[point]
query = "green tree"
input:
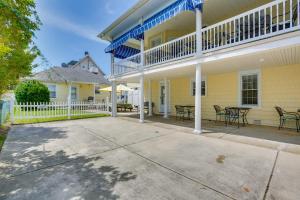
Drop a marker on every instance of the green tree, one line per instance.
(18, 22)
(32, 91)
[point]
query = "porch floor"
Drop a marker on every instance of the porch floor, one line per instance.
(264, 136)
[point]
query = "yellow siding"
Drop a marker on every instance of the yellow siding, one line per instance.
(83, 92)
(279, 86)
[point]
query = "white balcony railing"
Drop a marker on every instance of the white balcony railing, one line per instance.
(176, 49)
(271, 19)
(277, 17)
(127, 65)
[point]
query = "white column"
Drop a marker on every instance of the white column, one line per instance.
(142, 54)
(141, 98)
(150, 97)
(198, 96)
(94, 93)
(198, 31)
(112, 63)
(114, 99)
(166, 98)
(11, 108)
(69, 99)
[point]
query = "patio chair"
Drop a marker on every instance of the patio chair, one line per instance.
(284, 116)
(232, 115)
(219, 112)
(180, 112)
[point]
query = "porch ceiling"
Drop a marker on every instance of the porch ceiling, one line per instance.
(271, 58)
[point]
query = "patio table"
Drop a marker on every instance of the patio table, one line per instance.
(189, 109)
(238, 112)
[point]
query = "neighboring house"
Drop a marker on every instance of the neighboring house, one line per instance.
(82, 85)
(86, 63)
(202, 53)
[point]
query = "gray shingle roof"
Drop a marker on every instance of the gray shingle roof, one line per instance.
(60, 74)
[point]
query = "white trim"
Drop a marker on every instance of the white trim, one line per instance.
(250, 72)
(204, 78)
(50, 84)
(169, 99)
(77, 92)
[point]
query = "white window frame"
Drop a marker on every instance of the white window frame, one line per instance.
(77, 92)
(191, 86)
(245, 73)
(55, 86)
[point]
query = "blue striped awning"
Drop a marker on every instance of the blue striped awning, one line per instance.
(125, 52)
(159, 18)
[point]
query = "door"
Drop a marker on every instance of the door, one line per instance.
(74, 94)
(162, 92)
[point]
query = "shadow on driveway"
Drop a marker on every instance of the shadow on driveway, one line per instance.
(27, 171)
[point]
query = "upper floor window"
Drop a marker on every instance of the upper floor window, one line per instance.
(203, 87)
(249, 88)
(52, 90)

======

Given problem: Can you retype every record above exactly, leaving out the pictures?

Final result:
[point]
query = "green tree"
input:
Drop a marker on every instance of the green tree, one line per instance.
(18, 22)
(32, 91)
[point]
query = "porch floor"
Drop a marker on every instance of the porch floor, one line per instance.
(264, 136)
[point]
query = "yellow siding"
Drop a marker on every instance of the yellow siding, one line per instance.
(83, 92)
(279, 86)
[point]
query = "white balcony railing"
Drop a marker on every instance of the white balcony railing, one line per instance.
(176, 49)
(271, 19)
(277, 17)
(127, 65)
[point]
query = "white column"
Drop a marker on every instance of the white column, one line per instance.
(142, 54)
(141, 98)
(150, 97)
(198, 96)
(94, 93)
(198, 31)
(112, 63)
(114, 99)
(166, 98)
(11, 108)
(69, 99)
[point]
query = "patio chair"
Drop a marker on every instance of the patio chair, one line per instance.
(284, 116)
(232, 115)
(219, 112)
(180, 112)
[point]
query = "porch ceiling"
Drop a marker on every instance of the porch ceiling, one line per instance.
(271, 58)
[point]
query = "patio table"
Drop a marker on every instance of the patio table, one line per instance.
(189, 109)
(238, 112)
[point]
query = "neighboring house"
Drop a marker on every instance of the neighboring house, one line per instance.
(82, 85)
(86, 63)
(202, 53)
[point]
query = "gray shingle roof"
Drop a marker on every instance of the gray shingle roof, one line per instance.
(60, 74)
[point]
query = "white trim"
Drop a marker on every instance of the white trim, one line per instance.
(250, 72)
(204, 78)
(50, 84)
(169, 99)
(77, 92)
[point]
query = "white window frame"
Drop a marker on every instance of the white window frame, one line per instance.
(77, 92)
(191, 86)
(245, 73)
(55, 86)
[point]
query = "blue striped awning"
Drop a marker on every instance of the blue striped awning, one line per instance.
(125, 52)
(159, 18)
[point]
query = "door"
Drop a marker on every instance of the door, one line per instance.
(74, 94)
(162, 92)
[point]
query = "shadow on driveway"
Drop a marker on every instance of the shadow on driveway, one line per instance.
(27, 171)
[point]
query = "upper floor window"
Drop a marker on every instance of the upper floor window, one line per instance.
(203, 87)
(249, 88)
(52, 90)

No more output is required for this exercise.